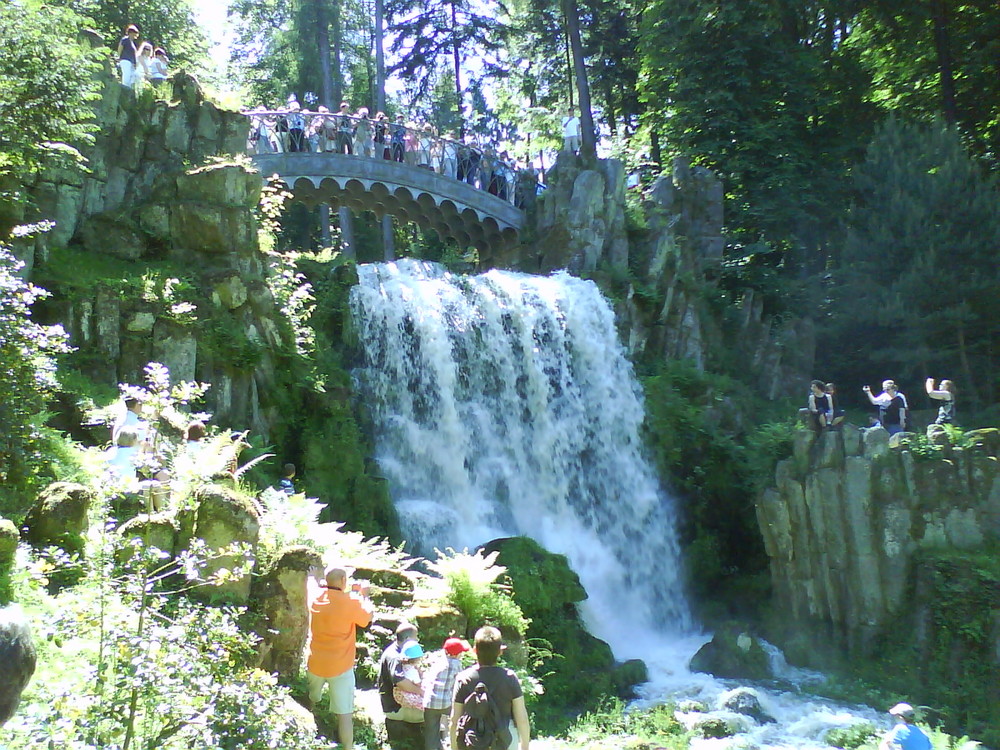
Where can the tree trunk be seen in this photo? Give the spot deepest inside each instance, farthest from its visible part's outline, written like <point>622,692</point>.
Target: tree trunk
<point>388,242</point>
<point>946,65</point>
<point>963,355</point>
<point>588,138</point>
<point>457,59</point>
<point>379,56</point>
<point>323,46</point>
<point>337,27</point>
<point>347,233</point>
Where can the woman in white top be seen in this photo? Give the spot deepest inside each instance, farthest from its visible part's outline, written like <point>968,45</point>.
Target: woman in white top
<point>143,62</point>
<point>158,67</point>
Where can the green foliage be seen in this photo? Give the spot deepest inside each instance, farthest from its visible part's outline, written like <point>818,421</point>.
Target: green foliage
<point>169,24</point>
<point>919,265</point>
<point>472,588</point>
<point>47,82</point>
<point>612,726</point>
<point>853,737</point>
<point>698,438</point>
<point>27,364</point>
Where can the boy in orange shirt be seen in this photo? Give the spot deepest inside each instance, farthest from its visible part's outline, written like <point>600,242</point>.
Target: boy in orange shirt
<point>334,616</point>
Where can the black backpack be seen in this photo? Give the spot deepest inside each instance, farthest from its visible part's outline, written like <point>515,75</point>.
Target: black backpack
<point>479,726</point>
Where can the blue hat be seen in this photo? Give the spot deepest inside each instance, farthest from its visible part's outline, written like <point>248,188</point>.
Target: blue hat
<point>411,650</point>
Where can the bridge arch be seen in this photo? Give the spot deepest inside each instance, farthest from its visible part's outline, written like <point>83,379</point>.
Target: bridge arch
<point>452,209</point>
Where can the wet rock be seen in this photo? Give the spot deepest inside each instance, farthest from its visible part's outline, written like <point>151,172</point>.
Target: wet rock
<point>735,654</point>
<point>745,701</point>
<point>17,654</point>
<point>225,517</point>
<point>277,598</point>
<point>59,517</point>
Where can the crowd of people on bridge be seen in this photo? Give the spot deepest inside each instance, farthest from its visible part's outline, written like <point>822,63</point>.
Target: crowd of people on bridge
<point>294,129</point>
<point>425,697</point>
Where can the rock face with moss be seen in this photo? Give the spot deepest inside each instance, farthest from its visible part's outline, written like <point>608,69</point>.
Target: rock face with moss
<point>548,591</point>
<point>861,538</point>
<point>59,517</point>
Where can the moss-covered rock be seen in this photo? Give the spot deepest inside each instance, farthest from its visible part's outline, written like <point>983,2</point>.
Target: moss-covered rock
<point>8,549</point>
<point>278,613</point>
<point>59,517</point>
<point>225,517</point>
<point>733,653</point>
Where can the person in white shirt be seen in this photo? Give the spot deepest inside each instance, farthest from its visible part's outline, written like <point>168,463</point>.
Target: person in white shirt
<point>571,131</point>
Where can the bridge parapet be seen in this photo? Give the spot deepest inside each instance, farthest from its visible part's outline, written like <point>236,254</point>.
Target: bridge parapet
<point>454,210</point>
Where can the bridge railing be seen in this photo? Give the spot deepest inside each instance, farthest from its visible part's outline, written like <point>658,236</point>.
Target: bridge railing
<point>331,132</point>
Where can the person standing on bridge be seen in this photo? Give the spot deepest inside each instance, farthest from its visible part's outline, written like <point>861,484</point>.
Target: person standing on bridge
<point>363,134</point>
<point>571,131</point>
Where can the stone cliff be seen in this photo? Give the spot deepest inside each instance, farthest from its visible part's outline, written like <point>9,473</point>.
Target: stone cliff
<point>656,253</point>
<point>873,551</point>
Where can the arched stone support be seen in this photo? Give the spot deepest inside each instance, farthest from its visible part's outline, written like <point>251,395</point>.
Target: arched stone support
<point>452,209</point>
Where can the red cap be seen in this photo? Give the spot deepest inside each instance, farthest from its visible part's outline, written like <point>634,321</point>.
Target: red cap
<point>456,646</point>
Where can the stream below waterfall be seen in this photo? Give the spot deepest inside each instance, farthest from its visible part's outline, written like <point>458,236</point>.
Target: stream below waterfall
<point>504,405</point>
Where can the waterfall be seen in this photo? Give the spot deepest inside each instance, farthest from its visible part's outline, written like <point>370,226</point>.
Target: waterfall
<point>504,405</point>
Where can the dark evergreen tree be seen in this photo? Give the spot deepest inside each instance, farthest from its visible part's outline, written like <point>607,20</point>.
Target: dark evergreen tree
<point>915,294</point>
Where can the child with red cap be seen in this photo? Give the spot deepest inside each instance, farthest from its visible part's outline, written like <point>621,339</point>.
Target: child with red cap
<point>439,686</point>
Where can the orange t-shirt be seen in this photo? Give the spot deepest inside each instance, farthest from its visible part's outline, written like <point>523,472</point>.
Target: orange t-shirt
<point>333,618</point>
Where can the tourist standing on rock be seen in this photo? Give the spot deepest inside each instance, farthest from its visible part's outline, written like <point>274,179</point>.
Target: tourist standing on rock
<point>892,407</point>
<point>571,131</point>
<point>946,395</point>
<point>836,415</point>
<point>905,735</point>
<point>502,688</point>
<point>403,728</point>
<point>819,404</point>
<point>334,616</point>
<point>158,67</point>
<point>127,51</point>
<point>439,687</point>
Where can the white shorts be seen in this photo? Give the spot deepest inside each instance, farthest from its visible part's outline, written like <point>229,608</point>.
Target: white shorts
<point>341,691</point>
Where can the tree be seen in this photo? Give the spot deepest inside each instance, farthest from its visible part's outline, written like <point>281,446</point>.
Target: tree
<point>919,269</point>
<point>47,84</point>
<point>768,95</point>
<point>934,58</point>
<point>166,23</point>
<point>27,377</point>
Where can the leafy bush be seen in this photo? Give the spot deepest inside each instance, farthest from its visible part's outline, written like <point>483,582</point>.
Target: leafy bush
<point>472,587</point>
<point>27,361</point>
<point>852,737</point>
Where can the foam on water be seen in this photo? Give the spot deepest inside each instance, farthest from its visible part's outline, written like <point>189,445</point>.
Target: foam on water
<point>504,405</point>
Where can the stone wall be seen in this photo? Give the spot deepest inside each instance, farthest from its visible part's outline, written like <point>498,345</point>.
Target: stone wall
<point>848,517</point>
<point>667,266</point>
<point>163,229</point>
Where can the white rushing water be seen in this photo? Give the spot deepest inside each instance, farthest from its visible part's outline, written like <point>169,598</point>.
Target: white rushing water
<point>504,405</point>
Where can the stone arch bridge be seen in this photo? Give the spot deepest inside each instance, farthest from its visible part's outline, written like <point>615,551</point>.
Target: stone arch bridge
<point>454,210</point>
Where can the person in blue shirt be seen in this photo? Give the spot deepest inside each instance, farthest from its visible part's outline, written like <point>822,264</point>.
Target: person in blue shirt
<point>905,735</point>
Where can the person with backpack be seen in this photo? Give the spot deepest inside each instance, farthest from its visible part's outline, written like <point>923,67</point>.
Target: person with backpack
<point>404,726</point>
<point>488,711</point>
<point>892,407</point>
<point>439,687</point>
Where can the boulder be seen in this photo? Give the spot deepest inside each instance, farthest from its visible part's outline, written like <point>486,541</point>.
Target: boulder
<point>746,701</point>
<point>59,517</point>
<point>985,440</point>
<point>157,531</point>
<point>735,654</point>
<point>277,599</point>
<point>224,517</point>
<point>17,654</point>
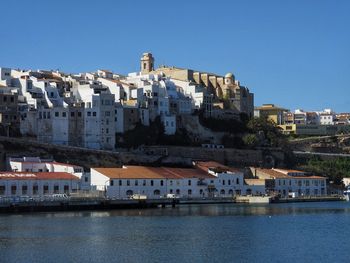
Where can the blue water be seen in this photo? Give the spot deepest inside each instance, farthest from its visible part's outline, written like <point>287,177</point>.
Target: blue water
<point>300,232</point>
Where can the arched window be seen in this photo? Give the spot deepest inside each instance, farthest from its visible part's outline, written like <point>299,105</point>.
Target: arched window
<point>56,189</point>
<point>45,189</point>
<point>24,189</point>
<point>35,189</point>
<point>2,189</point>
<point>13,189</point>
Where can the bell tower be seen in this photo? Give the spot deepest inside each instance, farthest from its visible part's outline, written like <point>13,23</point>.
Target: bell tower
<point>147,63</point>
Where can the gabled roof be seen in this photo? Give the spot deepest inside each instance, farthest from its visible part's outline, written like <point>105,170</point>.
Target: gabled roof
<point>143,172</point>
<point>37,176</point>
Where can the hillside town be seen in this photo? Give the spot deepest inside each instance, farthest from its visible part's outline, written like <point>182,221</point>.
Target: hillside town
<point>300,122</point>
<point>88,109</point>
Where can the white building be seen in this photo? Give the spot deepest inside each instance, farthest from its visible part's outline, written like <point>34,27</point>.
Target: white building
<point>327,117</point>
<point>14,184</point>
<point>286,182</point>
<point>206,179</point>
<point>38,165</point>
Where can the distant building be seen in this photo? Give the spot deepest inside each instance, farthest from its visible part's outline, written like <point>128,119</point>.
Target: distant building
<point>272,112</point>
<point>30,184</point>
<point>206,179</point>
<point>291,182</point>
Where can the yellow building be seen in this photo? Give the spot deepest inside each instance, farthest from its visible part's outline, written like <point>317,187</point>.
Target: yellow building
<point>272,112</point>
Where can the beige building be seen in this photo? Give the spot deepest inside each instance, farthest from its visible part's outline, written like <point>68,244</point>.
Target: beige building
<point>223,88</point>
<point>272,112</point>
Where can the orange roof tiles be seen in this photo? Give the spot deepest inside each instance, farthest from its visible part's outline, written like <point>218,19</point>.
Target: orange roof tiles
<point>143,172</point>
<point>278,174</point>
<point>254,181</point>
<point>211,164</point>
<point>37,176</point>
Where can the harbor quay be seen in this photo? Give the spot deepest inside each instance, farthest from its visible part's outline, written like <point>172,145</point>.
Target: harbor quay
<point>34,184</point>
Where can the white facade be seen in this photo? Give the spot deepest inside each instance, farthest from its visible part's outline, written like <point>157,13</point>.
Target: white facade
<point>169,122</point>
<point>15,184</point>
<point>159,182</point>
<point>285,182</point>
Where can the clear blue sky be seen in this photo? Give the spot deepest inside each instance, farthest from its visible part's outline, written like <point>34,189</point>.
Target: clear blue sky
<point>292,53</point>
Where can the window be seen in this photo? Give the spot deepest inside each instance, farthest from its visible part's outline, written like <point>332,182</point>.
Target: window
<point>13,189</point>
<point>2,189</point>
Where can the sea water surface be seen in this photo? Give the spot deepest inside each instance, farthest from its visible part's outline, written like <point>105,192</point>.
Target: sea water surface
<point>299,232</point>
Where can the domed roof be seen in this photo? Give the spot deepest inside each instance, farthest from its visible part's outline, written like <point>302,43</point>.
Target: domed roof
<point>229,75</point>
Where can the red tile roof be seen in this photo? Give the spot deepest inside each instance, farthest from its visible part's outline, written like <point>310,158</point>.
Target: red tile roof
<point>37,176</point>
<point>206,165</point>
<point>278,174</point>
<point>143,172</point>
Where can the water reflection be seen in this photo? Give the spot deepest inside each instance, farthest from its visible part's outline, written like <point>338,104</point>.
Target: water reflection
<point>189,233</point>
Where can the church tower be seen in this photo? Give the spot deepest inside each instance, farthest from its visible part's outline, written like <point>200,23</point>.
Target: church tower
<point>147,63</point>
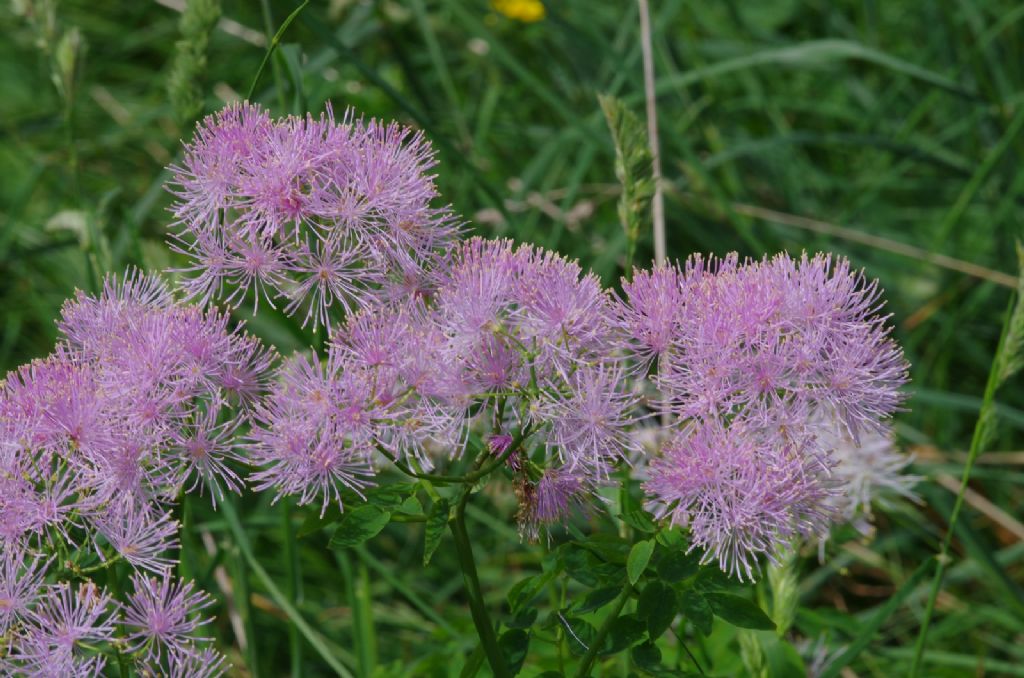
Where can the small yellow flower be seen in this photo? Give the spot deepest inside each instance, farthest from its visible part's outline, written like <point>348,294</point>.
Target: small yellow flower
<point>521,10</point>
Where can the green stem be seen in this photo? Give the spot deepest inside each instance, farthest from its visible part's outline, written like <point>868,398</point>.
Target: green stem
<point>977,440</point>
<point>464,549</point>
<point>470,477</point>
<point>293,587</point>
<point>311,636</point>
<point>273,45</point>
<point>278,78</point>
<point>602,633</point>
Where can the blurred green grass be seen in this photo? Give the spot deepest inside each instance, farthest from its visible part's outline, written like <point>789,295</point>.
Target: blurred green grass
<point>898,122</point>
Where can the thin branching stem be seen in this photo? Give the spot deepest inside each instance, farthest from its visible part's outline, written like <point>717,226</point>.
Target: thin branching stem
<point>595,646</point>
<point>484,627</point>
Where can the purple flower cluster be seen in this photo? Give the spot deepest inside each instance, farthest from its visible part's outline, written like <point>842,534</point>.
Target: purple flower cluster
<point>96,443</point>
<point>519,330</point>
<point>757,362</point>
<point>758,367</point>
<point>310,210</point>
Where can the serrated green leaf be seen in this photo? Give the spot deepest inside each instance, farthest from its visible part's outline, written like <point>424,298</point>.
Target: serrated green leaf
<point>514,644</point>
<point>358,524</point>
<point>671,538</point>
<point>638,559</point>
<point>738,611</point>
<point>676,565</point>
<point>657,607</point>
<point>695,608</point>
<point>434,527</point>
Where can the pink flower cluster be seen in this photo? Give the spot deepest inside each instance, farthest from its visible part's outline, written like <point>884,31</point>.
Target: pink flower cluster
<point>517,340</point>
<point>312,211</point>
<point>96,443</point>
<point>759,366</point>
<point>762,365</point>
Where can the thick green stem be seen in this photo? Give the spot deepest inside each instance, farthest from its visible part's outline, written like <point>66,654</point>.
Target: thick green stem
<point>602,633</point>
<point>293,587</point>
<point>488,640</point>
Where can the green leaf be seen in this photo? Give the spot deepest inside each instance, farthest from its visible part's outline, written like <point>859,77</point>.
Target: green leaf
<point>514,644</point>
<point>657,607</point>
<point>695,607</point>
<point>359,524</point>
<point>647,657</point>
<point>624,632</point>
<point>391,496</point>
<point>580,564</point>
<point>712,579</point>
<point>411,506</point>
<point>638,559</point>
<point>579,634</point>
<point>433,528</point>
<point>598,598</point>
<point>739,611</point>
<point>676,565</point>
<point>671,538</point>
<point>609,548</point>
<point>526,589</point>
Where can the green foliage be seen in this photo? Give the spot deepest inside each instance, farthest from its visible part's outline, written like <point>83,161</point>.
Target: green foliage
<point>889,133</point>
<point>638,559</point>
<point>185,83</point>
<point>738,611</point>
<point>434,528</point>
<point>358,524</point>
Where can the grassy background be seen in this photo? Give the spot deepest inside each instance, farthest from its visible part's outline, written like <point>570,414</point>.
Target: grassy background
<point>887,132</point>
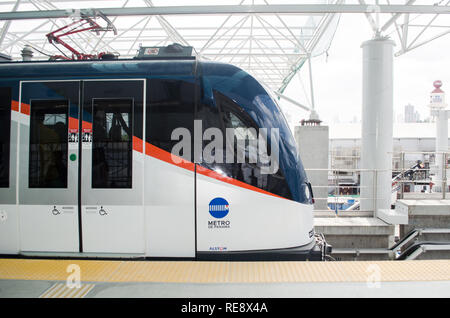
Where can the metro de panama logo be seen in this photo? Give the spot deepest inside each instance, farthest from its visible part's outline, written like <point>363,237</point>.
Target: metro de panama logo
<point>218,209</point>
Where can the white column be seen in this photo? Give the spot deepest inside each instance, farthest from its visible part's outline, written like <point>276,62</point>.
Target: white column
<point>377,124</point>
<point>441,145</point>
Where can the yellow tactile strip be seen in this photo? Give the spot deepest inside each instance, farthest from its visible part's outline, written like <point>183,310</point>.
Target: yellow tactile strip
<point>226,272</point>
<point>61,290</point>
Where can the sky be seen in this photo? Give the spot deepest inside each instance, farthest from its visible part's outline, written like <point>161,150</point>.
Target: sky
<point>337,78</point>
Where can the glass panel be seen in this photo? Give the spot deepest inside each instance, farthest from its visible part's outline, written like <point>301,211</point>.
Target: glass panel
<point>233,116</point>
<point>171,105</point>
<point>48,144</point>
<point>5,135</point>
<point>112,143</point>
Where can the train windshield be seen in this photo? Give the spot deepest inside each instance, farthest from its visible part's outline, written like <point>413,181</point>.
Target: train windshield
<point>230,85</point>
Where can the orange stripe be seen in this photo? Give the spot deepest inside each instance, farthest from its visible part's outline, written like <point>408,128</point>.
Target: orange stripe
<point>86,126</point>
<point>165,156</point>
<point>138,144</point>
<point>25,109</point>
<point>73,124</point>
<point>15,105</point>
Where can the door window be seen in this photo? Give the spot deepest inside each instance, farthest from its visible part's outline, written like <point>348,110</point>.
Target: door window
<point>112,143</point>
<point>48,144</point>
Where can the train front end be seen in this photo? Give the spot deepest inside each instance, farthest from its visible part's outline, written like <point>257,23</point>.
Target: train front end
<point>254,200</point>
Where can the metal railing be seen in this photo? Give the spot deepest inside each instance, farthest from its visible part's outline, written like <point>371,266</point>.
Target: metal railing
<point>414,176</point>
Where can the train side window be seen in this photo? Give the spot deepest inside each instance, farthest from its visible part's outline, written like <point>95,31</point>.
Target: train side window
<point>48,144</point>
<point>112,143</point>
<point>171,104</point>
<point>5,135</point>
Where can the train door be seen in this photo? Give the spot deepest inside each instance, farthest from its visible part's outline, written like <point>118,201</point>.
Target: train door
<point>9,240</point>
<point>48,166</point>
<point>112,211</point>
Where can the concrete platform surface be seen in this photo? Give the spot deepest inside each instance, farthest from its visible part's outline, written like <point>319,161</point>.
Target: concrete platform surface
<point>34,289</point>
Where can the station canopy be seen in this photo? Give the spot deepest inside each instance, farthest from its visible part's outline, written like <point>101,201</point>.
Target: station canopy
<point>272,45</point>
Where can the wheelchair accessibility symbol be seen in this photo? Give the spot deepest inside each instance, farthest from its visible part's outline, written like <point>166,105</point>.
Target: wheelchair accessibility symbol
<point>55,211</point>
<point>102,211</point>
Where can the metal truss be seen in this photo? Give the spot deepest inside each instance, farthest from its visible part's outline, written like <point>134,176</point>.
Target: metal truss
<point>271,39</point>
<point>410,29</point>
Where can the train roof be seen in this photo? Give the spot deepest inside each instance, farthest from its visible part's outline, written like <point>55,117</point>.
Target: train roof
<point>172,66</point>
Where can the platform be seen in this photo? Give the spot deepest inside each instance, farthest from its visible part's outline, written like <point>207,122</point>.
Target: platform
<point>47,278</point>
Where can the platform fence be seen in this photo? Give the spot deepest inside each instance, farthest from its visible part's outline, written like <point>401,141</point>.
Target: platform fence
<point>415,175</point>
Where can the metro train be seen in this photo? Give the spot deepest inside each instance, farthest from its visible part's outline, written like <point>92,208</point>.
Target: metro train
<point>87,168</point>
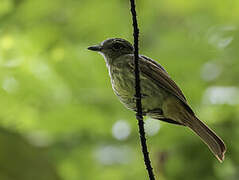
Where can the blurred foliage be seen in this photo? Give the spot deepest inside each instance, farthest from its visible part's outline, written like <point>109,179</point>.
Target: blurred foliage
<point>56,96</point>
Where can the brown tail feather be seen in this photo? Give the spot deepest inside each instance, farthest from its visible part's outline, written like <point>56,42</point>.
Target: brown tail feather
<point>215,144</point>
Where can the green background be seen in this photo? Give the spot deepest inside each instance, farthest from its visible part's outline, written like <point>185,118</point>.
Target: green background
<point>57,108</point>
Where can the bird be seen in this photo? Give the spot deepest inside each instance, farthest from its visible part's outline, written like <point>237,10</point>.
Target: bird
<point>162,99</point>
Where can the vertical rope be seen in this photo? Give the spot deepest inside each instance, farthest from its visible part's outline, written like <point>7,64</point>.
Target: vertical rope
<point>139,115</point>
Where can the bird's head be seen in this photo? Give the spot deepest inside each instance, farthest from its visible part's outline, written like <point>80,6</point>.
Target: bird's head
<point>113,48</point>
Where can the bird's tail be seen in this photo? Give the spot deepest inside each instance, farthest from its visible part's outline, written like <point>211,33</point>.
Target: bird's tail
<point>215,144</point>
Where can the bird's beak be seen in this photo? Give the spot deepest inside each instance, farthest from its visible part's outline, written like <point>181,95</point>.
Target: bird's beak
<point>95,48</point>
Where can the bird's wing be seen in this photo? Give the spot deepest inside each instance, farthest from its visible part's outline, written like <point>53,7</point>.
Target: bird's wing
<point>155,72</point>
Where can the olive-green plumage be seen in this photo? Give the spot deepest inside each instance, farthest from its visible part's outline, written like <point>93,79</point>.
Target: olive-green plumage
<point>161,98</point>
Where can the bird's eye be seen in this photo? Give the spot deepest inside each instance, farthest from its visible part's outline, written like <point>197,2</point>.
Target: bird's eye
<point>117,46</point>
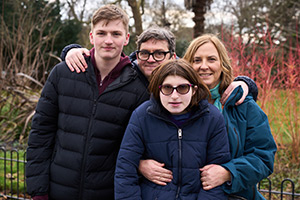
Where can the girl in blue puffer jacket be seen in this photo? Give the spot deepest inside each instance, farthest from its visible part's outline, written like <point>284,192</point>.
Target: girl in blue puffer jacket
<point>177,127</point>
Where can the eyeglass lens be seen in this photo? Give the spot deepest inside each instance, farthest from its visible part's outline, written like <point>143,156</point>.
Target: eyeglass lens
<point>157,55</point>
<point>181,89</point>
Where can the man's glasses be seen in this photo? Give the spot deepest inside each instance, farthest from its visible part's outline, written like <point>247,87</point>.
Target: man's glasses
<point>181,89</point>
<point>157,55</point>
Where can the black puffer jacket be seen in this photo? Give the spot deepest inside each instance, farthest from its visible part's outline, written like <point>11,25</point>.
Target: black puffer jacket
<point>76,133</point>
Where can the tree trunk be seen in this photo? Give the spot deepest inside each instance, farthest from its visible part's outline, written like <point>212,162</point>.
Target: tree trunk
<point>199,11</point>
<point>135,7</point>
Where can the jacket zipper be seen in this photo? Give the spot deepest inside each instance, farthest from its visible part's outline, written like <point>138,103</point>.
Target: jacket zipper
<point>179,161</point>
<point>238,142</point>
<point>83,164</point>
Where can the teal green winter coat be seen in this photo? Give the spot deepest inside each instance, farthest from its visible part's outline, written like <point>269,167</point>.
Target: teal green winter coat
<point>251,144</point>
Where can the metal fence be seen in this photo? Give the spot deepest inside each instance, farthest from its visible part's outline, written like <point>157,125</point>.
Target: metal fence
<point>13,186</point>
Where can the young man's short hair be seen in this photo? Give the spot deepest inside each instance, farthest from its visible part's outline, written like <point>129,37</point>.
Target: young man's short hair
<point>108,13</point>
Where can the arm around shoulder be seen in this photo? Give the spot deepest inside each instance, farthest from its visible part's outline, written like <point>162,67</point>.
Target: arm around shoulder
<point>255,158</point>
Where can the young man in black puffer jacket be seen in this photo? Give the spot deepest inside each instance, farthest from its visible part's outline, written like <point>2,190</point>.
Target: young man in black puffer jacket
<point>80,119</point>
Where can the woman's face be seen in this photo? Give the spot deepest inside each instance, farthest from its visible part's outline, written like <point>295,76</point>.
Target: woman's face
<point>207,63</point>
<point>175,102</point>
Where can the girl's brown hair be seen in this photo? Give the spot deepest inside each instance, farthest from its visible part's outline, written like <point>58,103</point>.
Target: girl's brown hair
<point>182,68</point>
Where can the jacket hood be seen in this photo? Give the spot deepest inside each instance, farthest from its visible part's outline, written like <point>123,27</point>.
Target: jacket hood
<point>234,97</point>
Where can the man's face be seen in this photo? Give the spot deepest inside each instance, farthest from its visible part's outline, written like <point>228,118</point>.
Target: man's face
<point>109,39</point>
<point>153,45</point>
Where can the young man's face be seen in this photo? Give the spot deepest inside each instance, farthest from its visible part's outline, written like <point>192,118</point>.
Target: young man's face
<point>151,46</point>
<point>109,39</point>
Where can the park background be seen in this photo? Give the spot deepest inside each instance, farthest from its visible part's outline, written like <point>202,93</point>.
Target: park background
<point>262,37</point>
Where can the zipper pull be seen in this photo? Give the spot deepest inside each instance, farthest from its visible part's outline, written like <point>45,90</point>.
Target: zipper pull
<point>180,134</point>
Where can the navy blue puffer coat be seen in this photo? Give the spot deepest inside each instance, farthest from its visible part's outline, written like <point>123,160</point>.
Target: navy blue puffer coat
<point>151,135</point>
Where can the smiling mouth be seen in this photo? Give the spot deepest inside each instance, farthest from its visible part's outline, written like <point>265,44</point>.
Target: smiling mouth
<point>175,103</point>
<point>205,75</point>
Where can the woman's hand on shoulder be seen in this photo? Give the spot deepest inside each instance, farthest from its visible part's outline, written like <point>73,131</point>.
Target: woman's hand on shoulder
=======
→ **WHAT IS REQUIRED**:
Rewrite the stretch from the line containing "Where can the thick" through the line containing "<point>488,640</point>", replacing "thick green stem" with "heavy green stalk" wherever it appears and leaving everything else unchanged.

→ **ANSWER TO THIS TASK**:
Where can the heavy green stalk be seen in this photo? Give the spot deepest inside each instance, farthest from its visible part's outline, written like <point>66,654</point>.
Target: heavy green stalk
<point>602,633</point>
<point>293,587</point>
<point>488,640</point>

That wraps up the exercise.